Natural language region descriptions ▸
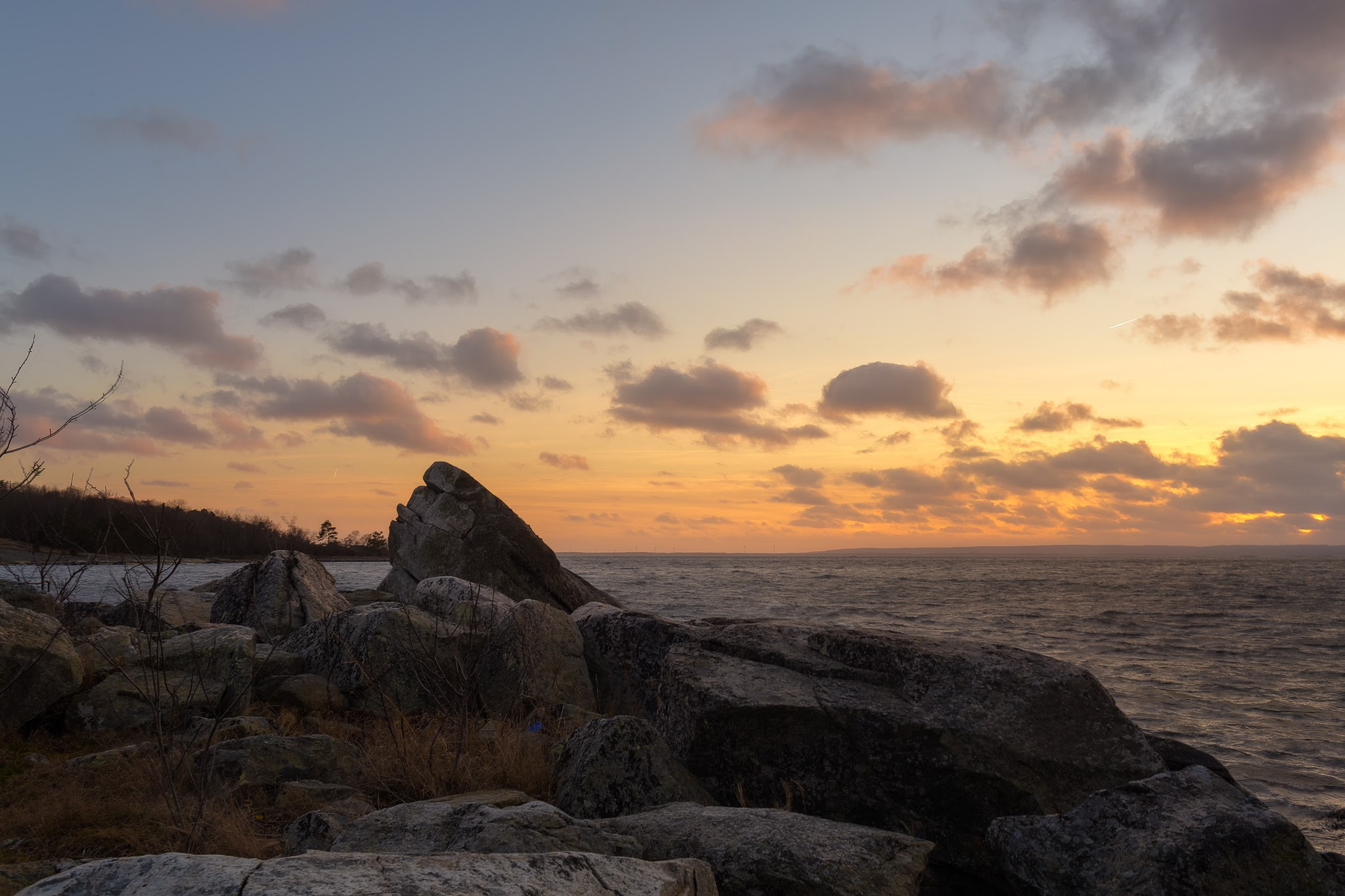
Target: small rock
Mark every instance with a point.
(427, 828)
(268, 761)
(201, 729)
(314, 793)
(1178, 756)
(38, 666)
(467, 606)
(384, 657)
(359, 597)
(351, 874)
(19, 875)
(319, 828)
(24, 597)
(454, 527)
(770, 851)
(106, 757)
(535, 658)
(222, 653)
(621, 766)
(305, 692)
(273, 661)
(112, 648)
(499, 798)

---

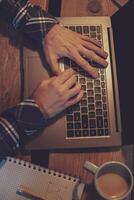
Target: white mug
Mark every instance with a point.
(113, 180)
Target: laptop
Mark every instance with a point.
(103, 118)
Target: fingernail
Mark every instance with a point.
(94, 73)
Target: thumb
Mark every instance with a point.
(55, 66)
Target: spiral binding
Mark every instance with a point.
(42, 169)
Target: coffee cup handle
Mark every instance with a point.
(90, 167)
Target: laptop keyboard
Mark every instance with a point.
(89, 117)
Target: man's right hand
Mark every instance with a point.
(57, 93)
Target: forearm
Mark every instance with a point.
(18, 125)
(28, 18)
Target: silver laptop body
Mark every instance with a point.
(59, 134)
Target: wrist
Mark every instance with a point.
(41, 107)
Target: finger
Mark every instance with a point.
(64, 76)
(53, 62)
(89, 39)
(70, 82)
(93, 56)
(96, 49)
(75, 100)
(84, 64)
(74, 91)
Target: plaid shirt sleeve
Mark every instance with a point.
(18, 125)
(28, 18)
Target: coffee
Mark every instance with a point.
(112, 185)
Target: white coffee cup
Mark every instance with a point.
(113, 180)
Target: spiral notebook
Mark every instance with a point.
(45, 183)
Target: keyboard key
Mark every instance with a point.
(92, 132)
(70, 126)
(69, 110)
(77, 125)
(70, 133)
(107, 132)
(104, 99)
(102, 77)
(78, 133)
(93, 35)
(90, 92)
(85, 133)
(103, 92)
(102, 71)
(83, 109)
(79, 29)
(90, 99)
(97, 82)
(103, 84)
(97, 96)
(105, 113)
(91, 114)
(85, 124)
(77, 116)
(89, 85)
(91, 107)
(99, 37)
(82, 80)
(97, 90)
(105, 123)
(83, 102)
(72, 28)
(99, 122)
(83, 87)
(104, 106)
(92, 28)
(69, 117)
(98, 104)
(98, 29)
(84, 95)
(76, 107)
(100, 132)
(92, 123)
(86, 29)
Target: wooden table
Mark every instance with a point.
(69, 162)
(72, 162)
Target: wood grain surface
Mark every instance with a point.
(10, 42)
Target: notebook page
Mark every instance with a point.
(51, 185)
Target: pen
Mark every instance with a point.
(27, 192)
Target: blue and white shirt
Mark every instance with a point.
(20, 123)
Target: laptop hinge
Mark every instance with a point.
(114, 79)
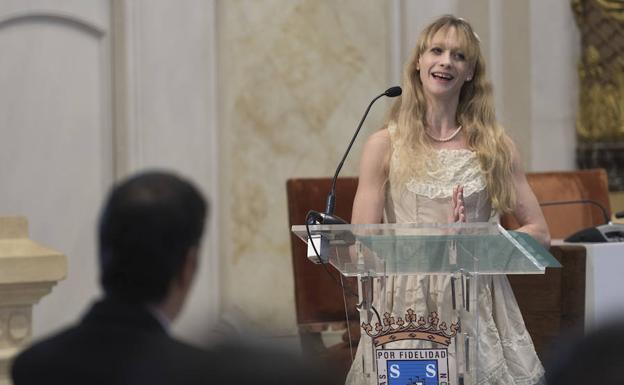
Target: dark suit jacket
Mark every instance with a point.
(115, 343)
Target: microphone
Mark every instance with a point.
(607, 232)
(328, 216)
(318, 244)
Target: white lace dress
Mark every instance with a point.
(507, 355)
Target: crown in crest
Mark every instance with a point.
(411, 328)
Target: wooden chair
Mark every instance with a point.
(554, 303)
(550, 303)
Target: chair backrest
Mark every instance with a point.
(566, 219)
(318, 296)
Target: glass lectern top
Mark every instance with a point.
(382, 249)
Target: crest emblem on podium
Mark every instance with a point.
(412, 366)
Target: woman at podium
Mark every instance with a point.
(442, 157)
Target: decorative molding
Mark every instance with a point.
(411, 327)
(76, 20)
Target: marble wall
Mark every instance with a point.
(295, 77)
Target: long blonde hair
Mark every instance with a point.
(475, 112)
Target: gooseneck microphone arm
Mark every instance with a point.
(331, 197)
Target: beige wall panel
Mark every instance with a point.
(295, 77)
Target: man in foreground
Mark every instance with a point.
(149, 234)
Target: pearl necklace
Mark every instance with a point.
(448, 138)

Assignment ▸ Reply with the count alone: how many lines of the records contain the string "chair"?

Result for this exercise ▸ 2